▶ **Task**:
Tally the lines below that contain the word "hand", with case counting, and reply with the number alone.

:: Records ::

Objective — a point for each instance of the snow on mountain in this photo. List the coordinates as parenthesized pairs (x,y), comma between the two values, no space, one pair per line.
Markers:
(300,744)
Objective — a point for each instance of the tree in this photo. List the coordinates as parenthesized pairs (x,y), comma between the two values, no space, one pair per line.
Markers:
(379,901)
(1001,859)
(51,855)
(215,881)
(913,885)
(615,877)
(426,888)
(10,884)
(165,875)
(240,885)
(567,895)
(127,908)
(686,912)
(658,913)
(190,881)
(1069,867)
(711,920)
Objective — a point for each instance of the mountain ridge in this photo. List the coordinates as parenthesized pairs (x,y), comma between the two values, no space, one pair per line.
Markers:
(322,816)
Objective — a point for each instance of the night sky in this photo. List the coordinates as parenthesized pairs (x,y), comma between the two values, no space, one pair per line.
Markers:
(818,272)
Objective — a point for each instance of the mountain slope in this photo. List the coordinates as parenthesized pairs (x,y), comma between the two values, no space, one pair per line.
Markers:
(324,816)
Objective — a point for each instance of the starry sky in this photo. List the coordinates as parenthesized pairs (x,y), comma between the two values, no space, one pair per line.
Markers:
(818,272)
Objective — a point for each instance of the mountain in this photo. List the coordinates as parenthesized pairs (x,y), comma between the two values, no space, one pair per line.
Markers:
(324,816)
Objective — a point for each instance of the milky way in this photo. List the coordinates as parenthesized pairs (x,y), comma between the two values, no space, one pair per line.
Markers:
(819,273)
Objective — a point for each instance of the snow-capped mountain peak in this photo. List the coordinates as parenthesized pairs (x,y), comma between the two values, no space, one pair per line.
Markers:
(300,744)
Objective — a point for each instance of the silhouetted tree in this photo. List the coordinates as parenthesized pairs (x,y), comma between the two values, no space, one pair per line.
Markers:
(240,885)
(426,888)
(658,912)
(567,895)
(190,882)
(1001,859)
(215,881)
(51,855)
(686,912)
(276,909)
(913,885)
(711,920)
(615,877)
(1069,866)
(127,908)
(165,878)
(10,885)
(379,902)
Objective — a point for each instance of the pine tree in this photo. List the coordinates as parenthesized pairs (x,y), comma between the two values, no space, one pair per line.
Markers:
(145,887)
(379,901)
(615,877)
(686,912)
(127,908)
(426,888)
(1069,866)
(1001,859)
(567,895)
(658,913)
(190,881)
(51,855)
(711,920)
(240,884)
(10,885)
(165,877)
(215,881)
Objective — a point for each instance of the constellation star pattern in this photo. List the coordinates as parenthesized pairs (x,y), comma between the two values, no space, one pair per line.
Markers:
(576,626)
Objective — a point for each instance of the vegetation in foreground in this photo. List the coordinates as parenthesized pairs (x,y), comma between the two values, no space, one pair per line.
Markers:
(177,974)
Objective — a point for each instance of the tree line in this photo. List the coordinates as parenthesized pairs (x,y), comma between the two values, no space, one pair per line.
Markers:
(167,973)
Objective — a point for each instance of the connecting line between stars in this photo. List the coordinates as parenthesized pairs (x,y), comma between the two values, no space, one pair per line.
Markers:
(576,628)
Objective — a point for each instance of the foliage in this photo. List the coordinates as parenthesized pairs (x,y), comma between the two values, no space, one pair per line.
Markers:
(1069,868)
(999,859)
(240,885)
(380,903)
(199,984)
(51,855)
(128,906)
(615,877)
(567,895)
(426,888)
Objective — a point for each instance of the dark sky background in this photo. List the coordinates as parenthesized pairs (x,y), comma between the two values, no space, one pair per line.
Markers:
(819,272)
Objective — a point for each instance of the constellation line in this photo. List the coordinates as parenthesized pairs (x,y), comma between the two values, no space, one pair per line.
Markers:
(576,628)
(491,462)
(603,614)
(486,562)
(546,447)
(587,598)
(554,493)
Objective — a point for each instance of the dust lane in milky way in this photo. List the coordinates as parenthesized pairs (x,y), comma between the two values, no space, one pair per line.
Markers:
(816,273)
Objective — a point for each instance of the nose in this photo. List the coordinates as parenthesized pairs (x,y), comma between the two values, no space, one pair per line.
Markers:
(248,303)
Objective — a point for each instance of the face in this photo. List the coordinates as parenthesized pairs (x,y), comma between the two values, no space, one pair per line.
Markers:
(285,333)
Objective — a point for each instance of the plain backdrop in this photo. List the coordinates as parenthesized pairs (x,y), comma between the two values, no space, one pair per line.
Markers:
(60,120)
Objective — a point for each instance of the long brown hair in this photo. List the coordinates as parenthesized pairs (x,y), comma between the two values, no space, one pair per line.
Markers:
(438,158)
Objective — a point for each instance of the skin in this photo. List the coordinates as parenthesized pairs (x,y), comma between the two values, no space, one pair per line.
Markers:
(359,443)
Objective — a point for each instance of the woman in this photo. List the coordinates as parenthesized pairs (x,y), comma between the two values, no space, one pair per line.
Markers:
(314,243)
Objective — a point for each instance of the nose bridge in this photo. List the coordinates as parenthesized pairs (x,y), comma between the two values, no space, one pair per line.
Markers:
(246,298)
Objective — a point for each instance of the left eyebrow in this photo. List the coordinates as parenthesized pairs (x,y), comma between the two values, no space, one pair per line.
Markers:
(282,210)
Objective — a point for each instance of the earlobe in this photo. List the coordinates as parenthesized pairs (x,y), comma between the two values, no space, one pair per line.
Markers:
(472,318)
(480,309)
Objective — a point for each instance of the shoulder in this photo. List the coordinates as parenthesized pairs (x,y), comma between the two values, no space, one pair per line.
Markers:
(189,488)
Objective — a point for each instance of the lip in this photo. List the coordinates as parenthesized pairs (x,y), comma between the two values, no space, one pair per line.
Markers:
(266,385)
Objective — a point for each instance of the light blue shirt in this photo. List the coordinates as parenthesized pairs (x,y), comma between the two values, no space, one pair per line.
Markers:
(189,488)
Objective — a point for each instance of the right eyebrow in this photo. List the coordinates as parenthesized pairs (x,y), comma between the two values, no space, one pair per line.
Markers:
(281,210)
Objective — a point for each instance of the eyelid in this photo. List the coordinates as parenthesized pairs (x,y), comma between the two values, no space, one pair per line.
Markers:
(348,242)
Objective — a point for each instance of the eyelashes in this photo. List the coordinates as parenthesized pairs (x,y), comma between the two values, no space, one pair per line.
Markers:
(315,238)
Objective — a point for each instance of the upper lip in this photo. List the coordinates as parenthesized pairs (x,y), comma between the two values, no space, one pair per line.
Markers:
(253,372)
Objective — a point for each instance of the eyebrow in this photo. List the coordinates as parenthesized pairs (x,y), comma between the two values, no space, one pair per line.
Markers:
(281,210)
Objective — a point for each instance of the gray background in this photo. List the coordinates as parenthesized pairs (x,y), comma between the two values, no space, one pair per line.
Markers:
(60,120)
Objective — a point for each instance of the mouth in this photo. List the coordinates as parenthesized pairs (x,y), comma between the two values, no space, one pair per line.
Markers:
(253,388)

:::
:: Records ::

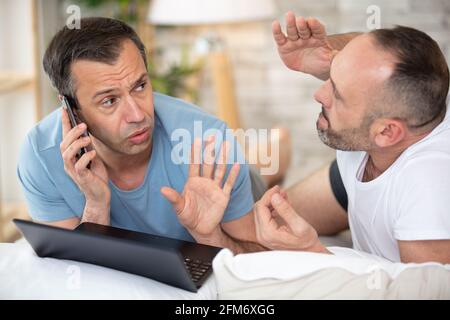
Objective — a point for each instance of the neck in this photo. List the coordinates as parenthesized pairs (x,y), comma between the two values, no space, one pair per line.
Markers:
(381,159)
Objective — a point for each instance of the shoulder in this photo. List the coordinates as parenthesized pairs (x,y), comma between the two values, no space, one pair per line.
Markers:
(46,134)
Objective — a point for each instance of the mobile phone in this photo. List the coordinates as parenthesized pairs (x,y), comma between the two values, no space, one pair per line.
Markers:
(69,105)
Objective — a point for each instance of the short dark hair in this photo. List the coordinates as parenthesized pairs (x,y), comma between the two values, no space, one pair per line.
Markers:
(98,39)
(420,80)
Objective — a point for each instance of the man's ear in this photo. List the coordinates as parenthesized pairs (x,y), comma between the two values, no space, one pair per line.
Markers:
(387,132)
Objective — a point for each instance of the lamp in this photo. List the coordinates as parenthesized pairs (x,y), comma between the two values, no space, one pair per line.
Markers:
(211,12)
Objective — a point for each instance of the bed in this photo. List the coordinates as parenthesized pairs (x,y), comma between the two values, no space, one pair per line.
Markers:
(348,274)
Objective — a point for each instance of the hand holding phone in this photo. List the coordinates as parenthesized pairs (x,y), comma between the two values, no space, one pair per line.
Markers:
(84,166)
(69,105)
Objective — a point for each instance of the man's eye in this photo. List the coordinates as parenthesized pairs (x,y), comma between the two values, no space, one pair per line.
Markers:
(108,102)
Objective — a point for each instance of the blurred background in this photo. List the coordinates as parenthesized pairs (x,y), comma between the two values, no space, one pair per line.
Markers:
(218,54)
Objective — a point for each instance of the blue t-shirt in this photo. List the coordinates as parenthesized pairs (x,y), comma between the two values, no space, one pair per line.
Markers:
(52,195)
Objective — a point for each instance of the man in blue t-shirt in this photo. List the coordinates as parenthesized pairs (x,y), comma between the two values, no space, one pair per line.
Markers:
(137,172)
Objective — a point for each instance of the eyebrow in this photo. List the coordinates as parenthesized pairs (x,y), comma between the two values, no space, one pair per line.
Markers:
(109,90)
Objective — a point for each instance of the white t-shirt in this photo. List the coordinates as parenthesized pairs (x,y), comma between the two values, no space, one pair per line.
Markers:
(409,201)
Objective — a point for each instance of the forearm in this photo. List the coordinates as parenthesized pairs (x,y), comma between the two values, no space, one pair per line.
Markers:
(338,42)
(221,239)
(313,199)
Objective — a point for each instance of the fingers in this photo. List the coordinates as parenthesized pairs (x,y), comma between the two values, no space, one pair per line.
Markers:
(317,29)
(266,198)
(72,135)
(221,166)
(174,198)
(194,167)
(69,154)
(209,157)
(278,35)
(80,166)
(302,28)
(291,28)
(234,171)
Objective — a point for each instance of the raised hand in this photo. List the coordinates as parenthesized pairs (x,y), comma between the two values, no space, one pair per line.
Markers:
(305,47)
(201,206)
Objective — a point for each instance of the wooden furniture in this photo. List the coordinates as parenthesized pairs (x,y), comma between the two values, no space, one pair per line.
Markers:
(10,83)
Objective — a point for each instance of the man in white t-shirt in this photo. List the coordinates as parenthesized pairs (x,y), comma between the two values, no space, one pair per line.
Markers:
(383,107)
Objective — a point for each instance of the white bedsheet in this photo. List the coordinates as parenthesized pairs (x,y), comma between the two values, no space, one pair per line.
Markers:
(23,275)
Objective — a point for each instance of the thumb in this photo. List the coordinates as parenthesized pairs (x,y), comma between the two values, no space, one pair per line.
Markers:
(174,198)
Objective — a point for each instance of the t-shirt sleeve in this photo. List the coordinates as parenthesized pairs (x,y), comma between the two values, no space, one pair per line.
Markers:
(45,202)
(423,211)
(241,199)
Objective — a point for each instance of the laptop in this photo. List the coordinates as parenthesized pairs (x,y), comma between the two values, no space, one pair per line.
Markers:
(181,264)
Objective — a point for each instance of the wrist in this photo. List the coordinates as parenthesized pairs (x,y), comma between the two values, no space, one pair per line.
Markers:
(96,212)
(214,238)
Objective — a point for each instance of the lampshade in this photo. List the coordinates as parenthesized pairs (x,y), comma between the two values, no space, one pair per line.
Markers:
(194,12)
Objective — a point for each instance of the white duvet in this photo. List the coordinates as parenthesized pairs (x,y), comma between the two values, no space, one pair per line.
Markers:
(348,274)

:::
:: Records ::

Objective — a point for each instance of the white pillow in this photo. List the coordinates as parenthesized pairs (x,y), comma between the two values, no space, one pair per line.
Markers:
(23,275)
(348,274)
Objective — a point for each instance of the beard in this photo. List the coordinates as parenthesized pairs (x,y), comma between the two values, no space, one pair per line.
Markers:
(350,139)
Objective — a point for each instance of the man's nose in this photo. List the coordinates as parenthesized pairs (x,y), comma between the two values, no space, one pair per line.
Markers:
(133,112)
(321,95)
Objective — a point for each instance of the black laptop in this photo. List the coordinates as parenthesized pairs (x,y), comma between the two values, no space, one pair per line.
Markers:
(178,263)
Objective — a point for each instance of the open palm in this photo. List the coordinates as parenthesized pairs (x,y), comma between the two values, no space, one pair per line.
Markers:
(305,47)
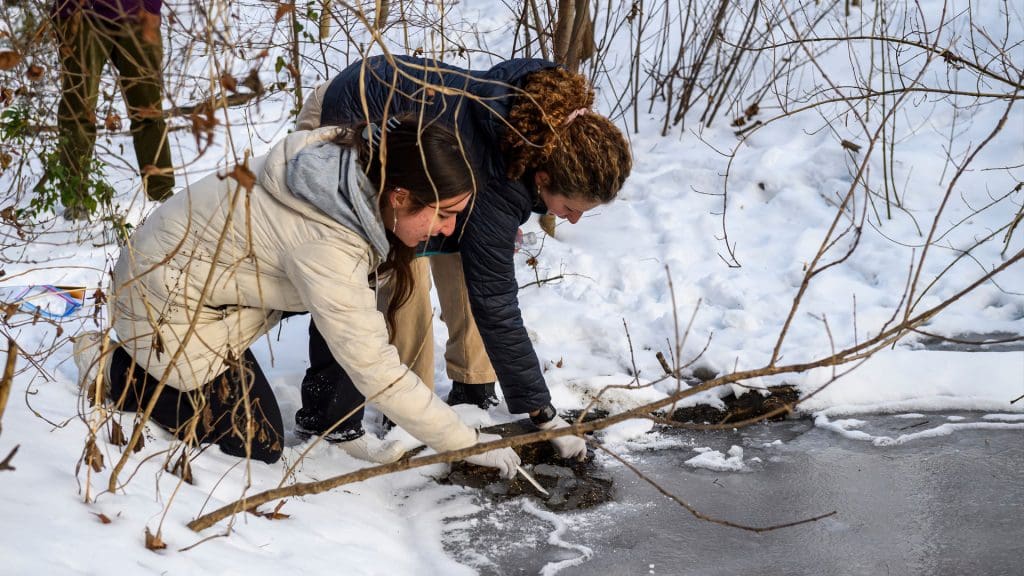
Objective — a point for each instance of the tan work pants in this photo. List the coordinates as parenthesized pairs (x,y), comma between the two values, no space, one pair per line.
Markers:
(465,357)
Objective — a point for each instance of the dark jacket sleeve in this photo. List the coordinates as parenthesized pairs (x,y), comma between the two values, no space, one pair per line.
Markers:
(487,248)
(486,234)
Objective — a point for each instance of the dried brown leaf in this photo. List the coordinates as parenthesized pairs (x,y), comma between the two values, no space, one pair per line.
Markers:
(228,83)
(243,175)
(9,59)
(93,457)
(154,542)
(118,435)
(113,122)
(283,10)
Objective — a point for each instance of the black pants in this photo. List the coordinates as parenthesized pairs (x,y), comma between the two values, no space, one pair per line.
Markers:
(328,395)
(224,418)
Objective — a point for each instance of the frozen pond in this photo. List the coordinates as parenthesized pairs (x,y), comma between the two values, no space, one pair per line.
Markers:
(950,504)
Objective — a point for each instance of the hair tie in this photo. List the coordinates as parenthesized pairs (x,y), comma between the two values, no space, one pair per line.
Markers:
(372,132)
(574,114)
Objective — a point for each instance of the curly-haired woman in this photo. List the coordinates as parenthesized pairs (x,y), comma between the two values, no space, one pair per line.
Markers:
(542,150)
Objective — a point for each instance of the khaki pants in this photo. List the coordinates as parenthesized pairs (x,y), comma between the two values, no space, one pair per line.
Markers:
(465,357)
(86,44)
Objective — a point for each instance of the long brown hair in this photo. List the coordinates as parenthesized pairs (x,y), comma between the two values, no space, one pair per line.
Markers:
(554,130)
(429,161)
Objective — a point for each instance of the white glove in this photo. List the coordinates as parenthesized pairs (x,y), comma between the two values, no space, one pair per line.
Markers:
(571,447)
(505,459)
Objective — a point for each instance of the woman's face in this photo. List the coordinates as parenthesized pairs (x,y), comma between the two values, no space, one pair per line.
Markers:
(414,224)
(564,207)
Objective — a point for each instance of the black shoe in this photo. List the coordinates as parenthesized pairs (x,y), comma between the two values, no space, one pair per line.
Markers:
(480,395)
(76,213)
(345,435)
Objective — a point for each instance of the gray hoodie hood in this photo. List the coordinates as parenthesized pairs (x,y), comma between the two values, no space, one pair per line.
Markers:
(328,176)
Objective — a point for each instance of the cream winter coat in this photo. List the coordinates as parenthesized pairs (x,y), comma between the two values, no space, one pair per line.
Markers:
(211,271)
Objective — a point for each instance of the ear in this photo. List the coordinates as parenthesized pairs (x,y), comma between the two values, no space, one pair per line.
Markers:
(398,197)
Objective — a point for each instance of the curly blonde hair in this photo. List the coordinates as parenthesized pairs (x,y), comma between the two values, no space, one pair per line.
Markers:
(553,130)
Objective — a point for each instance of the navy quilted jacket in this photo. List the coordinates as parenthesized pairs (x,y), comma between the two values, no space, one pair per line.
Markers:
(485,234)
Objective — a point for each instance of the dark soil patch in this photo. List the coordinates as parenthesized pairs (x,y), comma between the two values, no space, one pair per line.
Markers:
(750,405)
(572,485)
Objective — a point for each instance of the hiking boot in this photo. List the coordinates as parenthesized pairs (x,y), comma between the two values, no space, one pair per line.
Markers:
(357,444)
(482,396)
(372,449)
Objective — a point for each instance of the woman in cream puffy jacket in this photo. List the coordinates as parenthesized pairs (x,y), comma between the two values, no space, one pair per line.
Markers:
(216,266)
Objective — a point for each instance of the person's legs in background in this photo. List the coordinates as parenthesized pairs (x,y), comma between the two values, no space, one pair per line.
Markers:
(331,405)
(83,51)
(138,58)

:::

▶ **Exercise answer**:
2